## Things to do
**a)** In the passage on virtual patient engagement, under what condition was it much easier to move to the virtual space?
**b)** Render this sentence from the passage on virtual patient engagement in Spanish: "Fresh relationships needed new ways to create that trust and transparency."
**c)** Write the next part of the passage on virtual patient engagement, picking up after its final question.

[[ Given passage open ]]

I feel so very fortunate that in my own informal community of practice we began to dialogue about exactly what was different now that we were doing this work virtually. What was missing? Some themes began to emerge.
The basics of the work remained the same. Patient partnership, patient engagement is built around relationship building and trust. Where trust-based relationships existed before the pandemic, it was much easier to transition to the virtual space. It could certainly be awkward, but connections were already forged. New opportunities were different. Fresh relationships needed new ways to create that trust and transparency. We were treating meetings for patient engagement the same way we were treating any other meetings and that was a mistake. We were forgetting that for patient partners, these weren’t just “any meeting.” The same power dynamics, possibility of evoking trauma, and the need for emotional safety has the chance of becoming magnified on a virtual platform. The trick, the opportunity, is in finding ways to build trust, build relationships, build clarity in a virtual medium. So, how do we do this?

[[ Given passage closed ]]
[[ Information open ]]

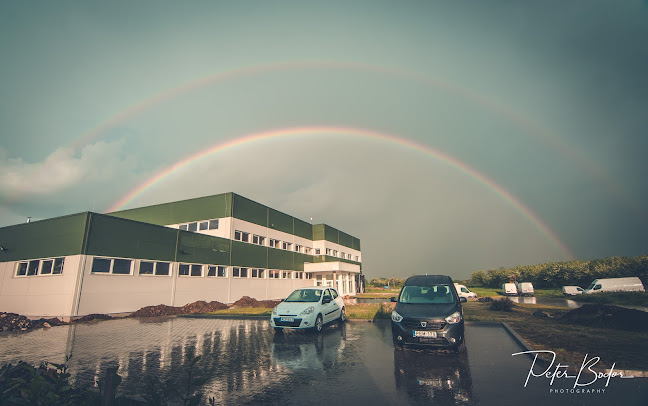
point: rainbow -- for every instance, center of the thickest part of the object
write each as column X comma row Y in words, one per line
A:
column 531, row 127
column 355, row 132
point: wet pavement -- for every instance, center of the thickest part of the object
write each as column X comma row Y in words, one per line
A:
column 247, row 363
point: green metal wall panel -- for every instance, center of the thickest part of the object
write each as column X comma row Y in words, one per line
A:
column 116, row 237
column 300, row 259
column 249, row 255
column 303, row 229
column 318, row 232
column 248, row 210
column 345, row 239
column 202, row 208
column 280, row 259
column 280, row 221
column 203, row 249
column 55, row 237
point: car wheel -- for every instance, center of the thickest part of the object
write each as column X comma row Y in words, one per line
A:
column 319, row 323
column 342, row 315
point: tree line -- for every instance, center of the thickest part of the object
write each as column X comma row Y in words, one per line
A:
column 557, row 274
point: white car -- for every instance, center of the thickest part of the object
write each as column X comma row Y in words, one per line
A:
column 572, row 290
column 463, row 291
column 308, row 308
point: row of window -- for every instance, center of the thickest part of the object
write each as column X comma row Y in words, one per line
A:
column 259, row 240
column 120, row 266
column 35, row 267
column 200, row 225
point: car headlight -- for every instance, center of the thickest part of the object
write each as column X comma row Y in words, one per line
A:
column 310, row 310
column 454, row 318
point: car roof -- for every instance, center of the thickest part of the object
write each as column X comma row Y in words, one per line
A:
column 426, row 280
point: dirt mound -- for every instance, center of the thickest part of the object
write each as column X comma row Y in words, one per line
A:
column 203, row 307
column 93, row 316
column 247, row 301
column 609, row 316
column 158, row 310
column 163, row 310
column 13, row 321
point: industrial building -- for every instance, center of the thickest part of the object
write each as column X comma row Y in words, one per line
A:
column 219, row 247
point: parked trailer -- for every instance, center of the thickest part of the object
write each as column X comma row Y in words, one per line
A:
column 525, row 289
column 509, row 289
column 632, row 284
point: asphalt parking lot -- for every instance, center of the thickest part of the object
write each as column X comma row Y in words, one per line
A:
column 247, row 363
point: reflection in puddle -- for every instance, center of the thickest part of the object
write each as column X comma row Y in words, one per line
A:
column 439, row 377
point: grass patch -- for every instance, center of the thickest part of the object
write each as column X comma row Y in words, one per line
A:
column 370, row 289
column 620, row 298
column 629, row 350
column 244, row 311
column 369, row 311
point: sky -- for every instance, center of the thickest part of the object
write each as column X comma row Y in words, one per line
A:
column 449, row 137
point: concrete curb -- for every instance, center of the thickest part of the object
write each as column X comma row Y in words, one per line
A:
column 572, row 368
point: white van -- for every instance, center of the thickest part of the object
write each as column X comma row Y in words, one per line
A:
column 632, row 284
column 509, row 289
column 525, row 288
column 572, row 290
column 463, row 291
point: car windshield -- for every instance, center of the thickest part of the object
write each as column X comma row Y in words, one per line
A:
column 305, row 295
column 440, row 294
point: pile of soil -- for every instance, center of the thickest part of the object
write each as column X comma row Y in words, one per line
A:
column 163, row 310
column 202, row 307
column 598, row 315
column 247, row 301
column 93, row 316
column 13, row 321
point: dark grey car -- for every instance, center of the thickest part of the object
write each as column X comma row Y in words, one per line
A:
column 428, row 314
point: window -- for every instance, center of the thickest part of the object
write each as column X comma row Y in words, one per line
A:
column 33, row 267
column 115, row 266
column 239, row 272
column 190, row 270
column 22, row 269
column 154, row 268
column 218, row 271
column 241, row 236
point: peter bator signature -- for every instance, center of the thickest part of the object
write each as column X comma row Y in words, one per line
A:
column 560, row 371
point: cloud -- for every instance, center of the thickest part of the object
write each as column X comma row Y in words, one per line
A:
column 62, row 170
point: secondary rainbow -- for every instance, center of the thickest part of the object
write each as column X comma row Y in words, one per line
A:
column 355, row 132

[[ Information closed ]]
[[ Information open ]]

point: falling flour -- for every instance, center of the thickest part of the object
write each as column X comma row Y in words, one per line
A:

[[ Information closed ]]

## Your responses
**a)** It was much easier where trust-based relationships existed before the pandemic.

**b)** Las relaciones nuevas necesitaban nuevas formas de generar esa confianza y esa transparencia.

**c)**
I don’t claim to have the answers – only some ideas of what works for me. As with so many things, it takes time and intention to create moments of connection in the artificial world of online connections. The details of how to do that will be specific to the engagement opportunity and to the individual. When I recall the “before-times” we had those human moments of connection while getting coffee, hanging our coats, eating a meal together where we could naturally forge the bonds of community and trust. In these unplanned moments we could get to know each other as people before the necessity of opening our trauma for the benefit of the project. These moments of connection could make sharing our story, if not easier, perhaps at least more tolerable.
The question now is, how do we build these moments of connection into the work online? I believe the first step is to recognize that it can be more difficult to do this instinctively in an online meeting. Instead, we need to ensure time to build trust and relationships, whether it’s get-to-know-you calls, meet-and-greet coffee connections over video, or whatever kind of informal setting that allows folks to forge a connection that isn’t directly related to sharing their lived experience or “doing the work.” These “non-work” meetings make the possibility of the “work meetings” happen in a better, safer way. Budgeting time for this, in my opinion, is as important as budgeting funds for expenses and patient partner compensation.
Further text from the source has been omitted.